**WORK TO COMPLETE:** Please repeat every row below word for word, leaving the pictures out.

[Location labeling records]
——
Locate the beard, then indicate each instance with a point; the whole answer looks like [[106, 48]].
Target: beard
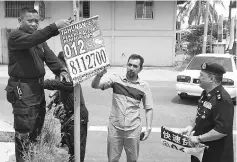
[[130, 74]]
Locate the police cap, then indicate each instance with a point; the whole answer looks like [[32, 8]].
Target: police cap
[[213, 68]]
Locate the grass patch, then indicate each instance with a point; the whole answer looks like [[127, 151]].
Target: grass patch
[[47, 149]]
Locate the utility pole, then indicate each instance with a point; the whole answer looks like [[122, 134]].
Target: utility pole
[[205, 28], [76, 11]]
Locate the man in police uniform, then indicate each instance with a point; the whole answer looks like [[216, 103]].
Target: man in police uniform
[[27, 53], [214, 120]]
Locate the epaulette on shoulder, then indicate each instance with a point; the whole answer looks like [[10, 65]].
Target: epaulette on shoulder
[[218, 95]]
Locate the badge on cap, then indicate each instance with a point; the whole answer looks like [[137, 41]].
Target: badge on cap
[[207, 105], [204, 66]]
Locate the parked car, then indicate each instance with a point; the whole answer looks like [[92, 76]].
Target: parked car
[[188, 82]]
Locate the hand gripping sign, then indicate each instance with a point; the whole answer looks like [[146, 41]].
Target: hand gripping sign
[[84, 49], [171, 139]]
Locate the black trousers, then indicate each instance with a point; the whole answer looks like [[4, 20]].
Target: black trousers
[[28, 102]]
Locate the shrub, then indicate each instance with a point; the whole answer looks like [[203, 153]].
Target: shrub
[[46, 149]]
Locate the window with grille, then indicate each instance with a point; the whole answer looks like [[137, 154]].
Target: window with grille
[[13, 8], [144, 9], [85, 9]]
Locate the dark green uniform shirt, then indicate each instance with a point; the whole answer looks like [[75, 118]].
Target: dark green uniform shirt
[[28, 52], [216, 111]]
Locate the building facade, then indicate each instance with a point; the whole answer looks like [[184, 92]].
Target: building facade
[[147, 28]]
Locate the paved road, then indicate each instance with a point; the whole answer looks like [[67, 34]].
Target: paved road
[[169, 111]]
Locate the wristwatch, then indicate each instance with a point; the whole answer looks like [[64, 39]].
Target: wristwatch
[[199, 138]]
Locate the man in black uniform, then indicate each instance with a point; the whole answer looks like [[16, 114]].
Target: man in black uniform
[[214, 120], [66, 113], [27, 53]]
——
**ANSWER TO THE PROBLEM:**
Locate the beard, then indicate each instance with a point; the whole answer looks like [[106, 48]].
Target: beard
[[130, 74]]
Locate the police cap, then indicate each instance with a point; the whole answer looks like [[32, 8]].
Target: police cap
[[213, 68]]
Locate the grass patch, then indicate each instance with a point; the whole answer looks like [[127, 151]].
Target: grass patch
[[47, 149]]
Locate the utility pole, then indicate each instance with a point; the whole answer looks like [[122, 134]].
Target: utility pole
[[205, 28], [76, 11]]
Locate the man in police uniform, then indicate each instance with a point; the whole answer looks like [[216, 103]].
Target: man in police uniform
[[27, 53], [214, 120]]
Locate the epaulette on shoulder, then indicate each instance with a point; the whole answer looks like [[10, 65]].
Target: epaulette on shoulder
[[218, 95]]
Locate the badge on cap, then indicate each instance with a point; the whole answer looks like [[137, 41]].
Target: badge on cap
[[207, 105], [204, 66]]
Locate the parked car, then indicate each instance with a point; the whole answer looks like [[92, 76]].
Target: parked car
[[188, 82]]
Locate the hand gripping sign, then indicate each instance with a point; the whole answer looks like [[146, 41]].
Target: hand gripping sign
[[84, 49], [171, 139]]
Locate the black trousers, then indicate each instance with a point; the whole answer looks like [[4, 20]].
Target: black trousers
[[28, 102]]
Locate the shrub, then indicate each instance with a point; the whole answer looks like [[203, 153]].
Target: shrub
[[46, 149]]
Locate the window with grille, then indicate each instance with a point; the whole answer looks like [[137, 154]].
Target: window with grille
[[13, 8], [144, 9], [85, 9]]
Locate the dark green uniform shirt, then indicate each instance with a point; the whole answer looks like [[75, 118]].
Target: dark green uniform shirt
[[28, 52], [216, 111]]
Locate the building facade, then indicate each instance with a point; the whole answer looks like [[184, 92]].
Target: building facade
[[147, 28]]
Locate the paved road, then indicate each instance with a point; the whole answer looks like [[67, 34]].
Target: paved road
[[169, 111]]
Locate the wristwatch, then indicate each instance with a point; the whole answer looks like [[64, 39]].
Target: wristwatch
[[199, 138]]
Locate the man in black uniform, then indicate each instance with a point; the whole answer looks like [[16, 114]].
Target: man in black uniform
[[214, 120], [66, 113], [27, 53]]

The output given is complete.